◆ EXERCISE REQUIREMENTS ◆
Reproduce every line of the items in the part that opens with the line containing "Q: Can you provide the bounding box for the hazy" and closes with the line containing "[109,8,152,101]", not only the answers, and add 75 to each bounding-box coordinate in the answers.

___ GIVEN INFORMATION

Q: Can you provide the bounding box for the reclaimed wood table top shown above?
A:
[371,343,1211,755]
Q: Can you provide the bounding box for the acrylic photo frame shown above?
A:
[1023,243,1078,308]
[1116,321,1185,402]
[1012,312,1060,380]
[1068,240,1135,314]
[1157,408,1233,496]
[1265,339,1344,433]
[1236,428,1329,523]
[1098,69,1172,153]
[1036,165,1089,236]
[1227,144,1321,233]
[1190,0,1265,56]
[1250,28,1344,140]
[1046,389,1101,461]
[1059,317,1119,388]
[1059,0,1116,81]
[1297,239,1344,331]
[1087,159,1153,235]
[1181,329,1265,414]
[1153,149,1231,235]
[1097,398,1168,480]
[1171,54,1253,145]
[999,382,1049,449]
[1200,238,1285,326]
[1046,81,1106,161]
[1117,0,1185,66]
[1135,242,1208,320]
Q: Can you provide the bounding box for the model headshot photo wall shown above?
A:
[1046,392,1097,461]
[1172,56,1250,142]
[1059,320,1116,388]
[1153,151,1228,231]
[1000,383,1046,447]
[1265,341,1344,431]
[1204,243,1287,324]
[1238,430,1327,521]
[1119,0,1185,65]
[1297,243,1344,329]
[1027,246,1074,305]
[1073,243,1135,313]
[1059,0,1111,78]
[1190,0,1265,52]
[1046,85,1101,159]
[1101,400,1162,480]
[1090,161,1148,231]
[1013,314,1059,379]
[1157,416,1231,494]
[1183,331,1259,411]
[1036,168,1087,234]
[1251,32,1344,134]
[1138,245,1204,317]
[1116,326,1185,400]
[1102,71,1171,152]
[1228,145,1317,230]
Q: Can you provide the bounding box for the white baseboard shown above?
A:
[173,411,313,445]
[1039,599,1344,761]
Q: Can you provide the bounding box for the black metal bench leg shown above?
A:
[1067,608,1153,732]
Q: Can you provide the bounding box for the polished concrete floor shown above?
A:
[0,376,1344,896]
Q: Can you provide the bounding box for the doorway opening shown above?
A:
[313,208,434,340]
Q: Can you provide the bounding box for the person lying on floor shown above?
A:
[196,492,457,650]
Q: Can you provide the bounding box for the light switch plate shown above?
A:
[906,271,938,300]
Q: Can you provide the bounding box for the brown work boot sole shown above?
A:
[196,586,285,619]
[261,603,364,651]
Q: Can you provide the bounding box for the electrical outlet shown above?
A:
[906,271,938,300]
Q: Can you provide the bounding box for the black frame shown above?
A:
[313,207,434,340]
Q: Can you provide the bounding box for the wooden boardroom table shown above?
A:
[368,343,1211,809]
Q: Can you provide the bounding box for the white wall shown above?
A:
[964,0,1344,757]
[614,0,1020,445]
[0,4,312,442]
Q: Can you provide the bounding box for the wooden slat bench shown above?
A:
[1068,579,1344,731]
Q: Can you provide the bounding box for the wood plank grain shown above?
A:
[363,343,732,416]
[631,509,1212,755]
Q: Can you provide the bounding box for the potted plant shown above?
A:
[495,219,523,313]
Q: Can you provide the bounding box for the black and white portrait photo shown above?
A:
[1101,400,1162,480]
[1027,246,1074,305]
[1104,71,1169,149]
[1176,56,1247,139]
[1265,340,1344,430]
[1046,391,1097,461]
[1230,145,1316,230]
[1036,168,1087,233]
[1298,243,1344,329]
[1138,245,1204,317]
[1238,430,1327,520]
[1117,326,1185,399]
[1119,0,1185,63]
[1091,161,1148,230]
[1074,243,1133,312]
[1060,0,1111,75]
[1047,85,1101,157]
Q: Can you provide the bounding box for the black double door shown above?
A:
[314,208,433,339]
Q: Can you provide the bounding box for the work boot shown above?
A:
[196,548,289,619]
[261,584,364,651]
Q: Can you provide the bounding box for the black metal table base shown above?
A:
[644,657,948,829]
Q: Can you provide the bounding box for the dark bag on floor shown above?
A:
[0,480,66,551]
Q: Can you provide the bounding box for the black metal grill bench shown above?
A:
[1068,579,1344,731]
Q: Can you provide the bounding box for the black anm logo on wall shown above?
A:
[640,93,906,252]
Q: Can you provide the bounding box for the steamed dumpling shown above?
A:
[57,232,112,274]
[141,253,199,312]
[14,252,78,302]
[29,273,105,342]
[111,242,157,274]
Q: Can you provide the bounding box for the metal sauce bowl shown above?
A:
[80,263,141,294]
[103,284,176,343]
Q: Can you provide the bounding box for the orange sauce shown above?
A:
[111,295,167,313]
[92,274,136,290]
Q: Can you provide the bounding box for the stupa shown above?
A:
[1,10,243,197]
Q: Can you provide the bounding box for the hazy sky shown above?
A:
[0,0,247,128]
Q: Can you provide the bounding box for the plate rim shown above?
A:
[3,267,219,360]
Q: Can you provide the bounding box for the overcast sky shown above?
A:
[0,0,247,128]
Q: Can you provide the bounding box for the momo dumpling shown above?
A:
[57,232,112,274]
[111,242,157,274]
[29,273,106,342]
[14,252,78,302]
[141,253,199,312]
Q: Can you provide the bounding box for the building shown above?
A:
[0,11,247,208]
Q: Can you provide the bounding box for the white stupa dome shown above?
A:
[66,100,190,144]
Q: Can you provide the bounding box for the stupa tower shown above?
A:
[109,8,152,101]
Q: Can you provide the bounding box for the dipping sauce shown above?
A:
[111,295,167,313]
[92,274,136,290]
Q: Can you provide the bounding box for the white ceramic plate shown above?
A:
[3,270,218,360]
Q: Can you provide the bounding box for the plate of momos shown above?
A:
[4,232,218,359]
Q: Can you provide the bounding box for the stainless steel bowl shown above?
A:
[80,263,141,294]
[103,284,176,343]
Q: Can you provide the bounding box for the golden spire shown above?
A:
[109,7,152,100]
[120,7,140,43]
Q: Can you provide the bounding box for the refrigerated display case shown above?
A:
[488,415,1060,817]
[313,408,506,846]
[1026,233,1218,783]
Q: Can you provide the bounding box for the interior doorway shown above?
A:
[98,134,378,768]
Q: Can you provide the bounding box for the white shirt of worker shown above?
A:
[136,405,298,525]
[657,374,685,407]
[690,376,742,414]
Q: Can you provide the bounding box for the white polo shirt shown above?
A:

______

◆ ANSWER IN FULL ◆
Q: Can you provide the bounding box for the hazy sky shown above?
A:
[75,75,322,203]
Q: Can you provide the bounding box for the plate rim shown above?
A:
[78,342,294,435]
Q: Can you provide the bounding box for the overcast sky shown above?
A:
[75,75,322,203]
Q: Can you provide the bounding box for the momo dumpling shown above?
A:
[132,307,187,349]
[186,317,232,349]
[104,348,181,417]
[89,327,153,377]
[216,328,274,387]
Q: Can you provide the bounding box for the building shown above?
A:
[75,86,322,283]
Q: Can you provide the bounding box for the white stupa dome shown above?
A:
[141,175,265,219]
Q: Can you provide the bounding box for the stupa tower shown above?
A:
[184,83,227,176]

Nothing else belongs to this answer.